▶ **Required work**: What's needed is a word-for-word retyping of the entries below, pictures omitted.
[[ Recorded data, beginning ]]
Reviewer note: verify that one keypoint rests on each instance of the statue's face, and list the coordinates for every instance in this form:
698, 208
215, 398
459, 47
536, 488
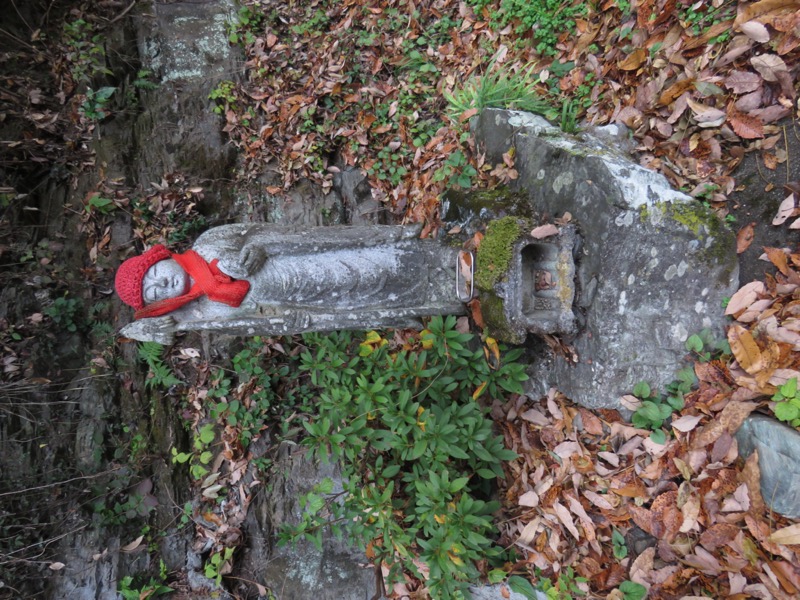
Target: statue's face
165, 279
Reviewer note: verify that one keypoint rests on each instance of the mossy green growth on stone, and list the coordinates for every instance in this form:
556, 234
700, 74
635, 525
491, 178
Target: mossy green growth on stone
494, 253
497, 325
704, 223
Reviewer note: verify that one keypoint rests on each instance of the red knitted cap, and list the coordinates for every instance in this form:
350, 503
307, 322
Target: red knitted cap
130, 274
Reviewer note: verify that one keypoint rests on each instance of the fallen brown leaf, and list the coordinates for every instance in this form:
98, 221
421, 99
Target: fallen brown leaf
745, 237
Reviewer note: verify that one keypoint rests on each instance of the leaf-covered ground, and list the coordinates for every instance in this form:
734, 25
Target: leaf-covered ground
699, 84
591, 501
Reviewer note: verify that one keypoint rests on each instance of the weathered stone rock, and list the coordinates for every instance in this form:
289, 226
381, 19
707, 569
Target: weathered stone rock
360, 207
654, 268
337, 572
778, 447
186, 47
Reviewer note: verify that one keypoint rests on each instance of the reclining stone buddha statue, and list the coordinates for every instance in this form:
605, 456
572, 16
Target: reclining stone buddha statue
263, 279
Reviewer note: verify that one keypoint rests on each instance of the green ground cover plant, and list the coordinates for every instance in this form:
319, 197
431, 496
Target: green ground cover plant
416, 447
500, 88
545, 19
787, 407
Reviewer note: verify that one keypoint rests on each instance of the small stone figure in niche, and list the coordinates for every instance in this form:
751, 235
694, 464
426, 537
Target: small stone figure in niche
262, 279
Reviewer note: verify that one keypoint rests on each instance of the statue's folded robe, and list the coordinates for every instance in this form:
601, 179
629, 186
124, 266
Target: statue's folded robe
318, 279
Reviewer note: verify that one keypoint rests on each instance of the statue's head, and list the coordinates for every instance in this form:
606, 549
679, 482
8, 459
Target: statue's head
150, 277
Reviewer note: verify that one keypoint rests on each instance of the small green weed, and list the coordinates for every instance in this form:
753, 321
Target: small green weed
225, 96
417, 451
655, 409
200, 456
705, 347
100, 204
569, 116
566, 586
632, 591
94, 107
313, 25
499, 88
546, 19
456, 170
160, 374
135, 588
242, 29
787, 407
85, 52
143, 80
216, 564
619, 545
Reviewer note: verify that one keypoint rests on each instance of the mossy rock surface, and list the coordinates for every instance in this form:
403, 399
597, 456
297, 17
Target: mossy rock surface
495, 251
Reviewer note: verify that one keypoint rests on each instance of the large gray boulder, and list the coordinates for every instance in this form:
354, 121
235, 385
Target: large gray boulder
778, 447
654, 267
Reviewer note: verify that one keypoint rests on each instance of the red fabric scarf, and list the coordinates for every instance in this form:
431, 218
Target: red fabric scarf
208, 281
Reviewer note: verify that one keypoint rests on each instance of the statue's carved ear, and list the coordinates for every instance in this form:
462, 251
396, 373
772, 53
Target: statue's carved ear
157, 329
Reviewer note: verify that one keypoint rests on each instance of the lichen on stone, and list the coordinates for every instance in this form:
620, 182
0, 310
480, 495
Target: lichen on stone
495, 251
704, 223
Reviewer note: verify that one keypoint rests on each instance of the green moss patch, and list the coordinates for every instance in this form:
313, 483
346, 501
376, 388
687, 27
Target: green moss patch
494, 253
[[ Recorded data, end ]]
▶ **Response area**:
Reviewer note: verify that one keypoint rests on each instance of the statue's face, and list the coordinates for every instance in this form:
698, 208
215, 398
459, 47
536, 488
Target: statue's face
165, 279
Reviewer note: verify that one keypoint rests on each instance of the mossy green growth on stone, and list the coordinates for every instance in this form:
556, 234
700, 74
635, 525
491, 178
Target: mossy green growth on stone
494, 253
497, 325
704, 223
Reviewer note: verify that one keypoint rests on each instance of the red knitted cap, and list the coordinates for every instance in this form:
350, 503
307, 322
Target: red knitted cap
130, 274
Reviewer note: verify that one keypoint rests on each instance of the fallen brown leaf, and list the coordinates for every instance in this form:
98, 221
421, 99
Target: fallen brown leaf
745, 237
Reviewer note: verify that one keypoint rests on each instance of the leaf-covered ground, and list the coordinates for every instance in this form:
734, 25
Target: leaf-covered ground
699, 84
591, 501
Reviewer note: verify that one keypoint rests on each instance of the weathered stone rock, and list the coordinates for every instance in this form:
289, 226
381, 19
707, 569
Target: weathered stone rock
360, 207
654, 268
337, 572
778, 447
186, 47
Reviewer note: verify that one keypoint rests on each instance of the reclining stone buddha statue, and list the coordinates for every instance in this form:
605, 456
572, 16
Target: reclining stone buddha statue
263, 279
Reviewer note: verify that one keypoint rests on each instance of the green ground cover plant, and list the coordinates for every instance in this form:
319, 197
431, 496
Target: green ground cover plant
416, 447
500, 88
545, 19
787, 407
Reviewer note: verify that one keypoint rests on each instance of the small stone figure in niche, and list the coordinates for every instance in this form:
751, 235
694, 464
426, 537
Target: small stone figure in niche
262, 279
Reviewer note: verify that one keypoint rests on each instance of the statue's folded robe, and list the coordinates for every instance in this form:
601, 179
629, 186
124, 266
Target: statue's folded robe
318, 279
Reviewer note: verify that one keypoint rests on each instance of the statue's head, and list the coordinates for every instance in this form:
606, 549
679, 482
8, 459
Target: statue's head
150, 277
Reviewer note: verify that one keypoint rests on each instance of the small green weed, and list the coordinates for every instance in this form:
753, 321
Target: small green weed
225, 96
417, 451
655, 409
200, 456
705, 347
100, 204
569, 116
566, 586
632, 591
94, 107
313, 25
499, 88
546, 19
456, 170
160, 374
135, 588
242, 29
787, 407
85, 52
143, 80
216, 564
619, 545
Reviewer note: verify that one keypoint rests on each instance of the mossy rock surface, and list the coordinates for every instance in this form:
403, 399
597, 456
297, 17
Target: mossy rock surface
495, 251
Reviewer note: verify that one keypoint rests on each instance of the large gray boulder, and list the coordinates for every instance in this form:
354, 121
235, 385
Target: large gray boulder
778, 447
654, 267
Reviewer note: verify that one keypoint rests on each instance of the red fabric scarf, and list the coordinates for every instance in this form:
431, 218
Target: red fabric scarf
208, 281
Reviewer note: verify that one keypoint rests on each instance of the statue's carved ear, and list the coordinates for every instance in this form:
462, 251
396, 373
772, 53
Target: statue's carved ear
157, 329
Reviewer note: verify that one keypoint rests on each instance of the lichen on stone, and list the coordinates for every instance in this form:
620, 182
0, 310
480, 495
Target: lichen on stone
495, 251
704, 223
Reviewer note: verify that one keypoint rests on each instance of the green moss patch, and list the coordinates for every instance in this form:
313, 483
346, 501
376, 388
687, 27
Target: green moss patch
494, 253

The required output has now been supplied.